*TEXTO DO EXERCÍCIO*:
_ _ _ _

O Programa de Monitoramento de Longa Duração das Comunidades Recifais de Ilhas Oceânicas (PELD-ILOC), vinculado à UFF, monitora os recifes das ilhas oceânicas brasileiras com o apoio da Marinha do Brasil.
Mergulhador da MB apoia no monitoramento recifal – bióloga Ana Clara Suhett
“O apoio logístico da Marinha por meio de botes e mergulhadores com experiência local é essencial para a realização do monitoramento do ambiente recifal na Ilha da Trindade, permitindo um estudo de como os organismos reagem às pressões ambientais e possíveis novos componentes que possam ser utilizados na indústria farmacêutica”, explicita a bióloga Juliana Fonseca, do projeto PELD-ILOC e doutoranda na UFRJ.
Já a pesquisadora Ana Clara Suhett, associada ao Projeto “Ciência Oceânica na Formação de Cidadãos Engajados na Conservação de Ilhas Oceânicas Brasileiras (ONDA-ILOC)”, vertente socioambiental do PELD-ILOC, relatou: “Trabalhamos fazendo uma sensibilização ambiental e monitorando a biodiversidade marinha e dos resíduos sólidos que chegam à ilha, o que ocorre através da ciência-cidadã, com o apoio voluntário de militares presentes no local. A Marinha do Brasil, através do PROTRINDADE, também nos oferece o suporte necessário para as pesquisas e palestras que realizamos a fim de elaborar o melhor plano de divulgação sobre a conservação marinha na ilha”.
Palestra de conscientização ambiental do ONDA-ILOC – bióloga Juliana Fonseca
Além disso, engenheiros da Diretoria de Obras Civis da Marinha (DOCM) desembarcaram na Ilha da Trindade para estudar e delimitar a área de instalação da usina fotovoltaica que substituirá os atuais grupos diesel-geradores, conforme estabelecido no Convênio firmado entre a SECIRM, Itaipu Binacional e a Fundação Parque Tecnológico de Itaipu, em 5 de janeiro de 2023. Essa mudança representará uma economia de óleo combustível de cerca de 90% do consumo atual, contribuindo significativamente para a diminuição dos riscos ambientais envolvidos no transporte de óleo combustível à ilha por meio de tambores de 200 litros. Dessa forma, as instalações do POIT devem receber energia limpa e renovável até julho de 2025.

_ _ _ _

*MATERIAL DE ORIGEM*:
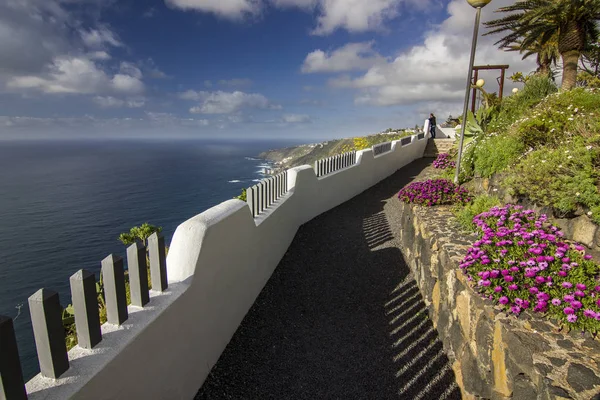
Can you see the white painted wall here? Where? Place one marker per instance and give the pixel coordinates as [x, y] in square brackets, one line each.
[218, 263]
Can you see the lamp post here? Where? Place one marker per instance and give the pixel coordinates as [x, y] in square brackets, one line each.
[478, 4]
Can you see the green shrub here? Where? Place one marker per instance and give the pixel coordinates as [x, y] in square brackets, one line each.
[514, 107]
[495, 153]
[564, 178]
[464, 215]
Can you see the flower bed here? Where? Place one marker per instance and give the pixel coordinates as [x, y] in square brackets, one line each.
[434, 192]
[522, 262]
[443, 161]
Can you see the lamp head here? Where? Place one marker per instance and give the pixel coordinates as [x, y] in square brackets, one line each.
[478, 3]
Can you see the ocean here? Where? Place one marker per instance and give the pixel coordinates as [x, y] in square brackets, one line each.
[63, 205]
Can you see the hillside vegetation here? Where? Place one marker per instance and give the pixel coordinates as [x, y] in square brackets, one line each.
[545, 146]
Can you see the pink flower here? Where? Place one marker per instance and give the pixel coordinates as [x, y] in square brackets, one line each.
[533, 290]
[542, 296]
[556, 302]
[568, 311]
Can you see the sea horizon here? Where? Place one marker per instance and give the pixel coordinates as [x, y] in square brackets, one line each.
[63, 204]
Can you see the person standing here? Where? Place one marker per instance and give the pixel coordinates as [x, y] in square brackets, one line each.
[432, 125]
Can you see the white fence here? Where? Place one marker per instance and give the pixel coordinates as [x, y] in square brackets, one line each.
[265, 193]
[217, 265]
[332, 164]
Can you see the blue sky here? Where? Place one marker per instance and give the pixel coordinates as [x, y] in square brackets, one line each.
[312, 69]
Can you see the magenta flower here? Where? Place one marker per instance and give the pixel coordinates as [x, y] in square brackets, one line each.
[533, 290]
[556, 302]
[568, 310]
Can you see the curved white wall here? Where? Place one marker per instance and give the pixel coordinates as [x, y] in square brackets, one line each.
[217, 265]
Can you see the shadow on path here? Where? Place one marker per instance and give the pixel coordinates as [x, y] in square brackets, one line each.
[340, 318]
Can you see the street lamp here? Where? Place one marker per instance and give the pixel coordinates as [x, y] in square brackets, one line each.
[478, 4]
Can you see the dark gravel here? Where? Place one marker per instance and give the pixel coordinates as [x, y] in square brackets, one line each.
[340, 318]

_ _ _ _

*O QUE FAZER*:
Dê continuidade ao texto sobre a Ilha da Trindade a partir da última frase apresentada. A listagem não tem relação com o texto sobre a Ilha da Trindade.

*RESPOSTA ESCRITA*:
Delimitação da área da futura usina fotovoltaica – CT (EN) David
Por fim, também fizeram parte da Expedição, por meio de um embarque de oportunidade, a fim de conhecer a rotina a bordo do NSSGuillobel e as atividades na Ilha da Trindade, dois alunos do 3º ano do Colégio Naval, instituição de ensino médio da MB que prepara para o ingresso na Escola Naval, onde são formados os futuros oficiais de carreira da Marinha.
Alunos do Colégio Naval a bordo do Navio de Socorro Submarino “Guillobel” – SO-SI Cabugá
“Não é possível quantificar o valor dessa experiência incrível. A oportunidade de deixar o ambiente da sala de aula e participar na prática de uma comissão de tal porte, além de conhecer mais das atividades que a Marinha do Brasil exerce, sem dúvidas, foi de grande relevância não só para a minha formação militar naval, mas também para minha vida” - Hugo de Souza Braga, aluno do Colégio Naval.
Alunos do Colégio Naval no Pico do Desejado – 600m de altitude – SO-SI Cabugá
“Uma oportunidade ímpar de conhecer a rotina de um dos navios da Marinha do Brasil e as instalações de uma ilha oceânica brasileira de acesso restrito a militares e pesquisadores. A troca de conhecimento com a tripulação do navio e da Ilha da Trindade certamente ampliaram meus horizontes com relação à carreira militar naval. Espero conseguir repassar àqueles que nunca tiveram a chance de visitar o local toda a sua importância para o país, tanto para o progresso científico quanto para a garantia da soberania nacional na região e o direito de exploração econômica exclusiva de modo sustentável” - Raphael Bechtinger, aluno do Colégio Naval.